- Exercise: Convert the records starting at the line that contains "[locate] green grass" and ending at the last record into a two-column CSV with the headers text and answer, giving one row per record. Put each field in double quotes and replace the line breaks inside it with spaces.

• • • •

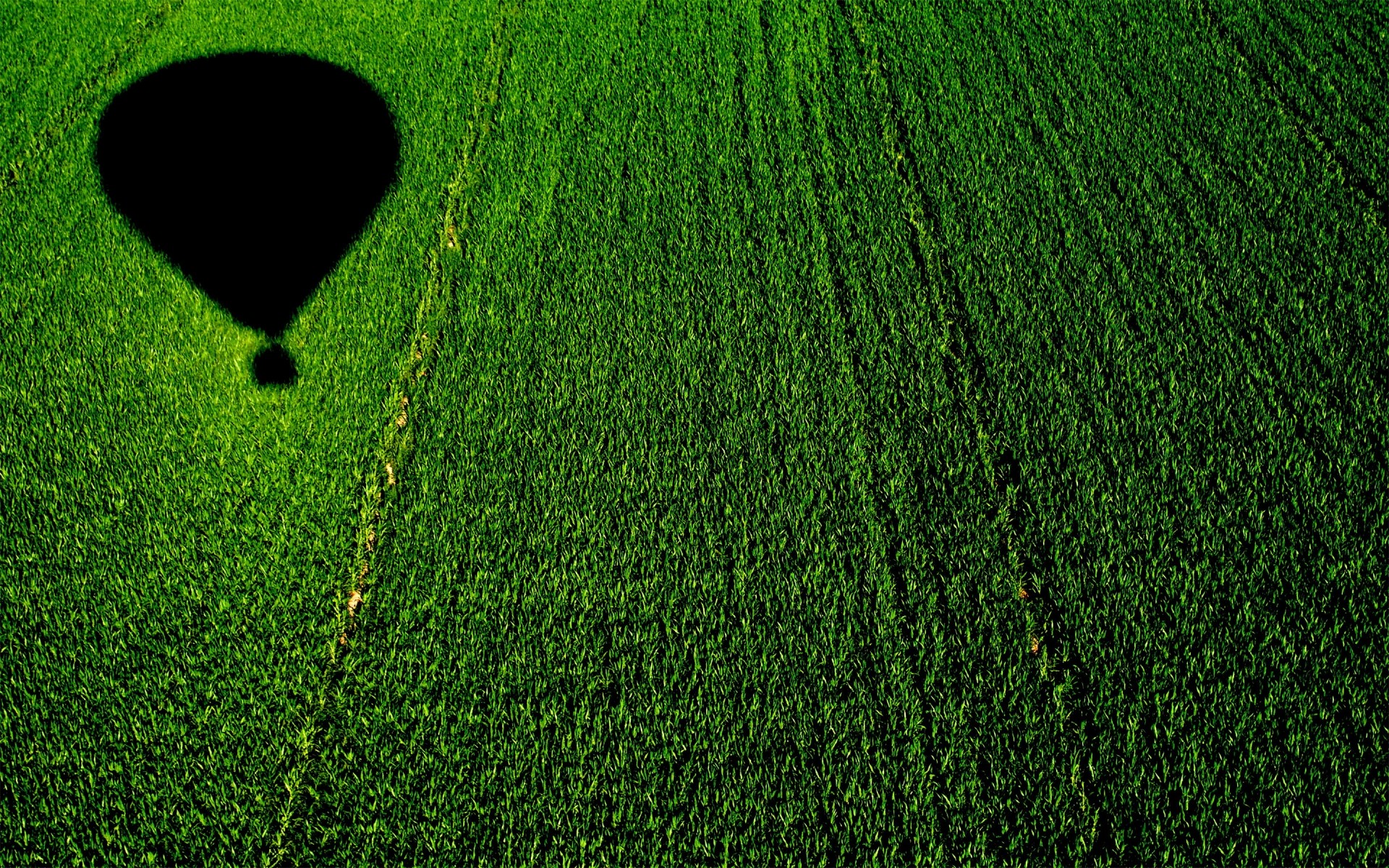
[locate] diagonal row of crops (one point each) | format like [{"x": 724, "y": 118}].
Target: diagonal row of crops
[
  {"x": 816, "y": 433},
  {"x": 177, "y": 538}
]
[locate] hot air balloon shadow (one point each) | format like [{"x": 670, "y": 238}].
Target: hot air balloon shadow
[{"x": 252, "y": 173}]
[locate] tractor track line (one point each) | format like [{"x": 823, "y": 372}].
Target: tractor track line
[
  {"x": 27, "y": 161},
  {"x": 389, "y": 459}
]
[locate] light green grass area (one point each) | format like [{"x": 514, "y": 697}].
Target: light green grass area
[
  {"x": 177, "y": 538},
  {"x": 828, "y": 433}
]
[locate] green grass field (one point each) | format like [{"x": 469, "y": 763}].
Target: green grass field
[{"x": 802, "y": 433}]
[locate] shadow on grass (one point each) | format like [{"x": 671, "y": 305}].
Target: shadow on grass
[{"x": 253, "y": 174}]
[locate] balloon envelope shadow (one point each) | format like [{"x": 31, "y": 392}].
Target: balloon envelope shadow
[{"x": 253, "y": 174}]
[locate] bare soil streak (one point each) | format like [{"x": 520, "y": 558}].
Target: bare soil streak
[{"x": 391, "y": 456}]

• • • •

- Reply:
text,answer
"[locate] green grass field (one point each) | format like [{""x"": 469, ""y"": 763}]. Target: green grass field","[{""x"": 802, ""y"": 433}]"
"[locate] shadow on grass (one point each) | format like [{""x"": 671, ""y"": 305}]. Target: shadow on grass","[{""x"": 253, ""y"": 174}]"
"[locate] balloon envelope shadow (one point each) | format like [{""x"": 31, ""y"": 392}]. Target: balloon envelope shadow","[{""x"": 253, ""y"": 174}]"
"[locate] bare soil streak (one point each) | format like [{""x"": 520, ""y"": 558}]. Target: bare soil streak","[{""x"": 391, ""y"": 456}]"